Document passage:
This study turns that idea on its head. By mapping individual cells using advanced single-cell genomic tools, the scientists traced bone marrow myeloid progenitor cells, precursors of macrophages, and found that cues from the tumor deliver a “first hit” in these cells. This hit biases the bone marrow progenitor toward a pro-cancer function. A “second hit” inside the tumor seals their pro-cancer function.

“This work changes the way we think about the timing of immune suppression in cancer,” says lead author Samarth Hegde, PhD, a postdoctoral fellow in Dr. Merad’s laboratory. “Our findings show that some of these immune cells are already being reprogrammed in the bone marrow, long before they ever reach the tumor,” Dr. Hegde says. “If we wait to target and rewire them until they’re inside the tumor, it may already be too late to reverse that process. We need strategies to intervene much earlier, while these cells are still developing, so we can stop them from becoming cancer’s allies in the first place.” 

One potential target, report the investigators, is a protein called NRF2, which helps cells cope with stress. The team found that bone marrow progenitor cells educated by tumor inflammation rewire NRF2, a change that is activated fully once the cells became tumor-infiltrating immunosuppressive macrophages in both patients and mice. When the scientists blocked NRF2, either by altering the gene or with experimental drugs, fewer immune-suppressing macrophages formed, and the immune system mounted a stronger attack against the cancer in preclinical studies. 

“Our findings provide a strong rationale for pairing NRF2 inhibitors with today’s immunotherapies,” says senior corresponding author Dr. Merad. “Right now, many treatments focus on what’s happening inside the tumor, but by then, these immune-suppressing macrophages are already fully equipped to help the cancer. If we can target these cells before they leave the bone marrow, we may be able to cut off their supply and tip the fight back in the immune system’s favor.” 

The research team believes their work could also lead to blood-based tests that detect “pre-programmed” immune cells, allowing for earlier intervention in patients with NSCLC and for monitoring remission.  

Next, the team plans to explore whether the same genetic switches that drive the overproduction of certain immune cells in lung cancer might also be at work in other cancers and in inflammatory conditions such as aging, obesity, and atherosclerosis. They also aim to investigate whether the unusual growth of these immune cells outside the bone marrow, as seen in some cancers, is governed by similar genetic controls. Finally, they will take a closer look at how key molecular pathways, such as NRF2 signaling, influence the metabolism of these immune cells to help tumors escape the body’s defenses. 

The implications of this study extend far beyond the identification of a new therapeutic target. It demonstrates a feedback loop across tumors, hematopoiesis, and the immune system, whereby tumors educate myeloid progenitors to differentiate into immunosuppressive macrophages that infiltrate the tumor and suppress local anti-tumor immunity. Within this loop, the bone marrow becomes a critical frontline that determines the direction of the anti-cancer war. Therefore, taming the Hydra’s head, the bone marrow, to reprogram tumor-educated progenitors for reversing macrophage-mediated immunosuppression in cancer will serve as a critical component of future cancer therapeutic strategies.

Input data:

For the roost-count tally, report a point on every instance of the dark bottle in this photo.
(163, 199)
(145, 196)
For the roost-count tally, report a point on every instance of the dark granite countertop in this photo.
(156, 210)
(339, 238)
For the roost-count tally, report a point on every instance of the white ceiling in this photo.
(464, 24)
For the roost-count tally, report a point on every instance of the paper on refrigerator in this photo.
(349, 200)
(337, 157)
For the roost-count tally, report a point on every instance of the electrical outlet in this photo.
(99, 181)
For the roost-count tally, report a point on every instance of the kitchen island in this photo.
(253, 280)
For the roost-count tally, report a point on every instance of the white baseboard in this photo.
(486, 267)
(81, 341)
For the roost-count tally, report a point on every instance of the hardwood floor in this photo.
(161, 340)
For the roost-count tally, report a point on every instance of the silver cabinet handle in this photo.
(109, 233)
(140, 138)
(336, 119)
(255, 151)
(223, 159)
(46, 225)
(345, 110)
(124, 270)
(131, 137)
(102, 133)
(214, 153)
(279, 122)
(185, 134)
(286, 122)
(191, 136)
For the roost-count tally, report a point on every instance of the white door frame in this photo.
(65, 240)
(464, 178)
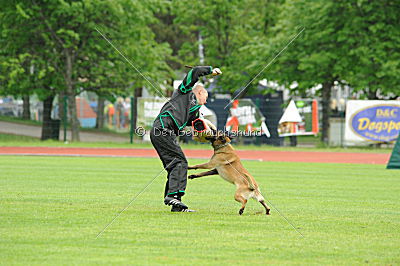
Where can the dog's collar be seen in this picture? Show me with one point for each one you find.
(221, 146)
==
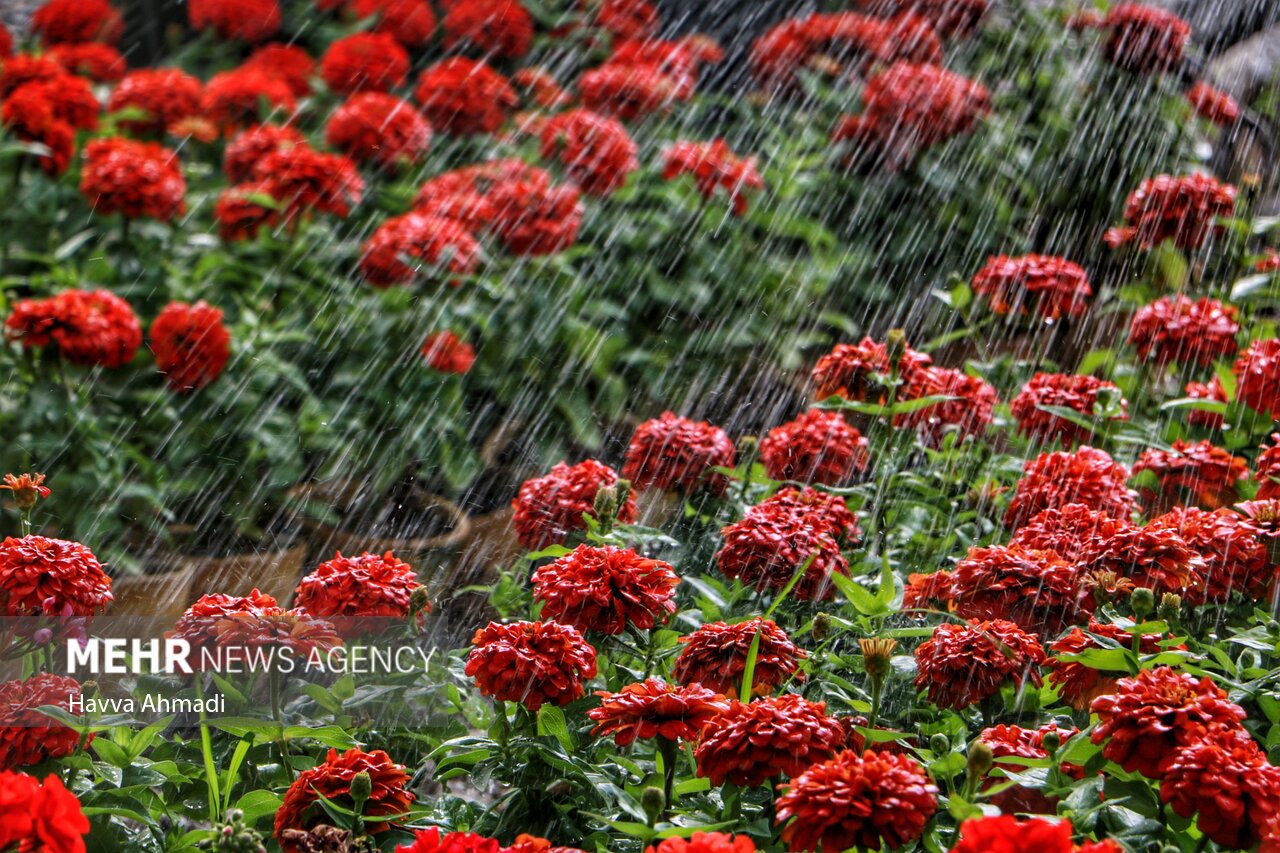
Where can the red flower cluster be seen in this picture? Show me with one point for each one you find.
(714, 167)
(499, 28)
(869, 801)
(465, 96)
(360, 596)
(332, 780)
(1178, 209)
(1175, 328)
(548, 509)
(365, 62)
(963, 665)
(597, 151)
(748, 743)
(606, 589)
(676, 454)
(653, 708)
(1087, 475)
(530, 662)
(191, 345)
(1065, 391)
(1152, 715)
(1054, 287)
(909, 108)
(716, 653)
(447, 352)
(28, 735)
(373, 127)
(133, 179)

Problems to solve:
#1 State whether each statement agrees with the article on tumor-educated bone marrow cells above, answering yes or no and quoting the deciding words of the article exactly. (a) Blocking NRF2 caused more immune-suppressing macrophages to form. (b) Samarth Hegde is a postdoctoral fellow in Dr. Merad's laboratory. (c) The team intends to examine whether the same genetic switches operate in obesity.
#2 From the article on tumor-educated bone marrow cells, reproduce everything from "The research team believes" down to "for monitoring remission." without any change.

Solutions to each task:
#1
(a) No: "fewer immune-suppressing macrophages formed"
(b) Yes: "a postdoctoral fellow in Dr. Merad’s laboratory"
(c) Yes: "might also be at work in other cancers and in inflammatory conditions such as aging, obesity, and atherosclerosis"

#2
The research team believes their work could also lead to blood-based tests that detect “pre-programmed” immune cells, allowing for earlier intervention in patients with NSCLC and for monitoring remission.